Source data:

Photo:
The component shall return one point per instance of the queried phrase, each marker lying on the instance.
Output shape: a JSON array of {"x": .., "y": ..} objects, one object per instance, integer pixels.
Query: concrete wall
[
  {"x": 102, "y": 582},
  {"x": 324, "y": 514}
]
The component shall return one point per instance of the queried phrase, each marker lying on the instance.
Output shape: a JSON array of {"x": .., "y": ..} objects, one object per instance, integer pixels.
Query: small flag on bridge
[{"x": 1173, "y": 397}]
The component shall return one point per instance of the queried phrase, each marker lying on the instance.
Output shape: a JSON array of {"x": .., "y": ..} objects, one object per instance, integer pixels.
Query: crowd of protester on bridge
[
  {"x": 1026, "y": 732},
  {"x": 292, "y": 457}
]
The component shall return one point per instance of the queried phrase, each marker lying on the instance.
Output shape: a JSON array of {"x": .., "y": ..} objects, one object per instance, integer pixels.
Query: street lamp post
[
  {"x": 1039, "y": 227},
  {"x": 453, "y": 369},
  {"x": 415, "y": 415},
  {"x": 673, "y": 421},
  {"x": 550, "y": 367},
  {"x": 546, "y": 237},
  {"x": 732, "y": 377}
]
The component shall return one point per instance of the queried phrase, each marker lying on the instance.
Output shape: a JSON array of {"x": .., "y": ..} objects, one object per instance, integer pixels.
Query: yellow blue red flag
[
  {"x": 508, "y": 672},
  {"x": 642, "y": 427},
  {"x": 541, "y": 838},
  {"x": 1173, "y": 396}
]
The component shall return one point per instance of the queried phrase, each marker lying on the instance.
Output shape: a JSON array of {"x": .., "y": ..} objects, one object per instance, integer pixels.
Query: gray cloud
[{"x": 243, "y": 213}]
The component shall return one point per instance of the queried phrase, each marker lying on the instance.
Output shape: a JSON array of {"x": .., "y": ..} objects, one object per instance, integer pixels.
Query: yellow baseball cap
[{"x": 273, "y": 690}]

Task description:
Extract the complete data, matching each line exactly.

Problem solution:
Photo:
The component shall return one point per instance of the queried phrase, each marker lying on the instance.
Output shape: a JSON array of {"x": .., "y": ..} objects, one object per instance, integer pixels.
Query: concrete wall
[
  {"x": 102, "y": 582},
  {"x": 324, "y": 514}
]
The component shall return one point per instance of the queried phrase, each marker lying on the instance.
Output shape: a JSON array of {"x": .., "y": ..} objects, one object per instance, integer pixels.
Query: small flag on bridge
[{"x": 1173, "y": 397}]
The component shall return one point per instance of the queried phrase, each marker lying on the instance.
Output shape: a JSON array of {"x": .., "y": ..} objects, one object per instance, integer pixels.
Query: crowd of protester on bridge
[
  {"x": 1026, "y": 732},
  {"x": 292, "y": 457}
]
The component shall return one point per instance of the queried phrase, each marker lying on the instance.
Output shape: a JSON array of {"x": .., "y": ..} objects, one object per instance, integer pixels.
Query: street lamp post
[
  {"x": 1039, "y": 227},
  {"x": 453, "y": 369},
  {"x": 415, "y": 415},
  {"x": 673, "y": 421},
  {"x": 550, "y": 367},
  {"x": 546, "y": 237},
  {"x": 732, "y": 377}
]
The component shall return one point per instance of the queried phrase, each marker lying on the instance.
Output shape: a JSON array of {"x": .., "y": ..} objects, one object per instance, integer pixels.
Query: yellow blue red flag
[
  {"x": 508, "y": 672},
  {"x": 642, "y": 427},
  {"x": 541, "y": 838},
  {"x": 1173, "y": 396}
]
The component shall return one point per instance of the queried phrase, each marker lying on the instance.
Output shape: a JSON array of {"x": .., "y": ..} objects, one object per instance, integer pixels.
Query: gray cloud
[{"x": 243, "y": 213}]
The component shall return one point per instance of the queried phrase, each marker lying on the instance.
Output shape: a JSON array of {"x": .., "y": ..} objects, one object per instance, integer pixels.
Query: yellow baseball cap
[{"x": 273, "y": 690}]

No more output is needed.